___ INPUT ___

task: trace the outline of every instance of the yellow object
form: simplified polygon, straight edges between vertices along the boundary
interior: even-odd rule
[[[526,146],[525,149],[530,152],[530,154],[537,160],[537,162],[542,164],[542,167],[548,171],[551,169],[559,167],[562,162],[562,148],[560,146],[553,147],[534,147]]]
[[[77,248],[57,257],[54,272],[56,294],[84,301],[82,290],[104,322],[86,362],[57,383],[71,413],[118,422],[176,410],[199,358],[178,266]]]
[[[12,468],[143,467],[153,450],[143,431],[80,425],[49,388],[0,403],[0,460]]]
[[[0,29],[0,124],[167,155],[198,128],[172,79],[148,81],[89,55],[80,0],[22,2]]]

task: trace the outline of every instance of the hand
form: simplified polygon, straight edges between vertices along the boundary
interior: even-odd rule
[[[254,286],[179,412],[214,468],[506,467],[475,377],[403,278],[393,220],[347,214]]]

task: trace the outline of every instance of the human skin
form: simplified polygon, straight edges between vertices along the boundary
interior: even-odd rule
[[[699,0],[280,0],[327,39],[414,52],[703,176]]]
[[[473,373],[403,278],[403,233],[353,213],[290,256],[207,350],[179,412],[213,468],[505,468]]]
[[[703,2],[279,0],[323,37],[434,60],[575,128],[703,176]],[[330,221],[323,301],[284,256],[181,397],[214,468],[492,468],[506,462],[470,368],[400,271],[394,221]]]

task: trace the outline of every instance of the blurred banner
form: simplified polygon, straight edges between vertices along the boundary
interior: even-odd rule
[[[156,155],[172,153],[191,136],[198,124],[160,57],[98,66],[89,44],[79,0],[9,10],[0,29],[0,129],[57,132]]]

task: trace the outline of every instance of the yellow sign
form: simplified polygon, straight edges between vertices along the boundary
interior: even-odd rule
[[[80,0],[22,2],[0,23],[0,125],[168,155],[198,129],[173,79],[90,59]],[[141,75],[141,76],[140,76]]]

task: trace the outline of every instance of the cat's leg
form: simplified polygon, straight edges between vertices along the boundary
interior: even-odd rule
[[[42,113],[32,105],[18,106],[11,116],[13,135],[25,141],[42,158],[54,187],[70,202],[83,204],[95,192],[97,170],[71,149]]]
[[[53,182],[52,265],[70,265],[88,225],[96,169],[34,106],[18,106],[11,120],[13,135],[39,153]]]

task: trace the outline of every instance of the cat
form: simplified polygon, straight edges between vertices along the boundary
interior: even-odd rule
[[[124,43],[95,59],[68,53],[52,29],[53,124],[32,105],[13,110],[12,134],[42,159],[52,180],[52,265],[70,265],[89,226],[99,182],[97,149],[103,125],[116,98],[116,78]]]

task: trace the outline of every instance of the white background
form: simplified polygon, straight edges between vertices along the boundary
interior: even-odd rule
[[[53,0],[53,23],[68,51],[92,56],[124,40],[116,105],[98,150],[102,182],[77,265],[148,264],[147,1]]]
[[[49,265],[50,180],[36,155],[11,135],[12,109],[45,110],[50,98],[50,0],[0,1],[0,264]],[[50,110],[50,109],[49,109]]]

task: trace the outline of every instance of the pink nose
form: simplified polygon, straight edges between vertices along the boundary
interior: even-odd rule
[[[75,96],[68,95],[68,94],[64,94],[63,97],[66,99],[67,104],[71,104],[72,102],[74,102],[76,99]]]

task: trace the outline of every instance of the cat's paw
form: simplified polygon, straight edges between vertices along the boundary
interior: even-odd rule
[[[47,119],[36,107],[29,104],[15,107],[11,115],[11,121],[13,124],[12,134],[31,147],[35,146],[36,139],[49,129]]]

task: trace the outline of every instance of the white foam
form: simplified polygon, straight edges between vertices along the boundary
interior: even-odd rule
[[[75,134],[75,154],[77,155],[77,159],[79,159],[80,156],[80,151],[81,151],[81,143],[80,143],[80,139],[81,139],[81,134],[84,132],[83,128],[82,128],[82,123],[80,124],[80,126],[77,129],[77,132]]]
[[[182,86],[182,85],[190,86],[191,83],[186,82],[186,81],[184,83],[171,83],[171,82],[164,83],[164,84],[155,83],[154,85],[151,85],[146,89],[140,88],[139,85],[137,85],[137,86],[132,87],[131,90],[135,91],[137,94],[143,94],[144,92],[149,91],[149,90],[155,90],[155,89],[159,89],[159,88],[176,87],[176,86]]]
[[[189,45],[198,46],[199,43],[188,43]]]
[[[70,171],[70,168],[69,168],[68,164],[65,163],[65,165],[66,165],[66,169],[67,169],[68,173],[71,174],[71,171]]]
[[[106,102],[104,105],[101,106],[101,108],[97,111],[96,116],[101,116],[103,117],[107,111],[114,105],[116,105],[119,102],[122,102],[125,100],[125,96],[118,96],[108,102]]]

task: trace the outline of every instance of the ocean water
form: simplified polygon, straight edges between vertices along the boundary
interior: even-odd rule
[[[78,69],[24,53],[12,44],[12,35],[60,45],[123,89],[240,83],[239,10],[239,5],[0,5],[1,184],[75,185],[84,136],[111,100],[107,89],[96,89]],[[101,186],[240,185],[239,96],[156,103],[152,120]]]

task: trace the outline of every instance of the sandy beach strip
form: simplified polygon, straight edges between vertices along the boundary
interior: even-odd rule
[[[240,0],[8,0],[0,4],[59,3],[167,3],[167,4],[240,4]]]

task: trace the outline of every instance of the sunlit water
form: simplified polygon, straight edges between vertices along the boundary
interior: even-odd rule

___

Render every line of the items above as a Markdown table with the columns Row and Item line, numbering each row and skipping blank lines.

| Row | Item line |
|---|---|
| 1 | task: trace the outline of every instance of the yellow object |
| 2 | form: simplified polygon, straight edges between vertices along the boundary |
| 3 | interior: even-odd rule |
| 4 | [[[526,146],[525,149],[530,152],[530,154],[537,160],[537,162],[542,164],[542,167],[548,171],[551,169],[559,167],[562,162],[562,148],[560,146],[553,147],[534,147]]] |
| 5 | [[[77,248],[57,257],[54,272],[56,294],[84,301],[82,290],[104,322],[86,362],[57,383],[71,413],[118,422],[176,410],[199,358],[178,266]]] |
| 6 | [[[12,468],[143,467],[153,450],[143,431],[80,425],[49,388],[0,403],[0,460]]] |
| 7 | [[[0,29],[0,124],[167,155],[198,128],[172,79],[148,81],[89,55],[80,0],[22,2]]] |
| 8 | task: trace the outline of every instance of the hand |
| 9 | form: simplified polygon, straight edges between vertices along the boundary |
| 10 | interior: even-odd rule |
| 11 | [[[254,286],[179,412],[214,468],[506,467],[475,377],[403,278],[393,220],[347,214]]] |
| 12 | task: trace the outline of every instance of the human skin |
| 13 | form: simplified polygon, straight edges between vertices along the boundary |
| 14 | interior: even-odd rule |
| 15 | [[[699,0],[280,0],[327,39],[414,52],[703,176]]] |
| 16 | [[[473,373],[403,278],[403,233],[353,213],[290,256],[207,350],[179,412],[213,468],[505,468]]] |
| 17 | [[[703,2],[279,0],[323,37],[434,60],[575,128],[703,176]],[[330,221],[323,301],[284,256],[181,397],[214,468],[492,468],[506,462],[470,368],[400,271],[394,221]]] |
| 18 | task: trace the outline of every instance of the blurred banner |
| 19 | form: simplified polygon, straight edges between vertices along the boundary |
| 20 | interior: even-odd rule |
| 21 | [[[156,155],[172,153],[191,136],[198,124],[160,57],[98,66],[89,44],[79,0],[9,10],[0,29],[0,129],[57,132]]] |
| 22 | task: trace the outline of every instance of the yellow sign |
| 23 | form: simplified polygon, straight edges between vertices along the boundary |
| 24 | interior: even-odd rule |
| 25 | [[[80,0],[22,2],[0,23],[0,125],[168,155],[198,129],[173,79],[90,59]],[[141,75],[141,76],[140,76]]] |
| 26 | task: trace the outline of every instance of the cat's leg |
| 27 | form: simplified polygon, straight edges between vertices along the boundary |
| 28 | interior: even-odd rule |
| 29 | [[[42,113],[32,105],[18,106],[11,116],[13,135],[25,141],[42,158],[54,187],[70,202],[83,204],[95,192],[97,170],[71,149]]] |
| 30 | [[[53,182],[52,265],[70,265],[88,225],[96,169],[34,106],[18,106],[11,120],[13,135],[39,153]]] |
| 31 | task: trace the outline of every instance of the cat |
| 32 | form: simplified polygon, straight edges between vertices along the boundary |
| 33 | interior: even-odd rule |
| 34 | [[[124,43],[95,59],[68,53],[52,29],[53,124],[32,105],[13,110],[12,134],[42,159],[52,180],[52,265],[70,265],[89,226],[99,182],[97,149],[103,125],[116,98],[116,78]]] |
| 35 | task: trace the outline of every instance of the white background |
| 36 | form: simplified polygon, straight edges between vertices along the boundary |
| 37 | interior: even-odd rule |
| 38 | [[[53,0],[53,23],[68,51],[92,56],[124,40],[116,105],[98,150],[102,182],[77,265],[148,264],[147,1]]] |
| 39 | [[[49,265],[50,180],[36,155],[11,135],[12,109],[45,110],[50,98],[50,0],[0,1],[0,264]],[[50,110],[50,109],[49,109]]] |
| 40 | task: trace the outline of every instance of the pink nose |
| 41 | form: simplified polygon, straight edges between vertices along the boundary |
| 42 | interior: even-odd rule |
| 43 | [[[75,96],[68,95],[68,94],[64,94],[63,97],[66,99],[67,104],[71,104],[72,102],[74,102],[76,99]]] |
| 44 | task: trace the outline of every instance of the cat's paw |
| 45 | form: simplified polygon, straight edges between vertices along the boundary |
| 46 | interior: even-odd rule |
| 47 | [[[47,119],[36,107],[29,104],[15,107],[11,115],[11,121],[13,124],[12,134],[31,147],[35,146],[36,139],[49,129]]] |
| 48 | task: trace the outline of every instance of the white foam |
| 49 | form: simplified polygon, straight edges between vertices along the boundary |
| 50 | interior: even-odd rule |
| 51 | [[[75,134],[75,154],[77,155],[77,159],[79,159],[80,156],[80,151],[81,151],[81,143],[80,143],[80,139],[81,139],[81,134],[84,132],[83,128],[82,128],[82,123],[80,124],[80,126],[77,129],[77,132]]] |
| 52 | [[[182,86],[182,85],[190,86],[191,83],[186,82],[186,81],[184,83],[171,83],[171,82],[164,83],[164,84],[155,83],[154,85],[151,85],[146,89],[140,88],[139,85],[137,85],[137,86],[132,87],[131,90],[135,91],[137,94],[143,94],[144,92],[149,91],[149,90],[155,90],[155,89],[159,89],[159,88],[176,87],[176,86]]] |
| 53 | [[[189,45],[198,46],[199,43],[188,43]]] |
| 54 | [[[70,171],[70,168],[69,168],[68,164],[65,163],[65,165],[66,165],[66,169],[67,169],[68,173],[71,174],[71,171]]] |
| 55 | [[[106,102],[104,105],[101,106],[101,108],[97,111],[96,116],[101,116],[103,117],[107,111],[114,105],[116,105],[119,102],[122,102],[125,100],[125,96],[118,96],[108,102]]] |
| 56 | task: trace the outline of every instance of the ocean water |
| 57 | form: simplified polygon, straight edges between vertices along the boundary |
| 58 | interior: even-odd rule |
| 59 | [[[78,69],[24,53],[12,44],[12,35],[60,45],[123,89],[240,83],[239,10],[239,5],[0,5],[1,184],[75,185],[84,136],[111,100],[107,89],[96,89]],[[101,186],[240,185],[239,96],[156,103],[152,120]]] |
| 60 | task: trace the outline of every instance of the sandy beach strip |
| 61 | form: simplified polygon, straight edges between vertices along the boundary |
| 62 | interior: even-odd rule |
| 63 | [[[240,0],[8,0],[0,4],[59,3],[167,3],[167,4],[240,4]]] |
| 64 | task: trace the outline of every instance of the sunlit water |
| 65 | form: simplified polygon, straight edges between vertices along the boundary |
| 66 | interior: even-odd rule |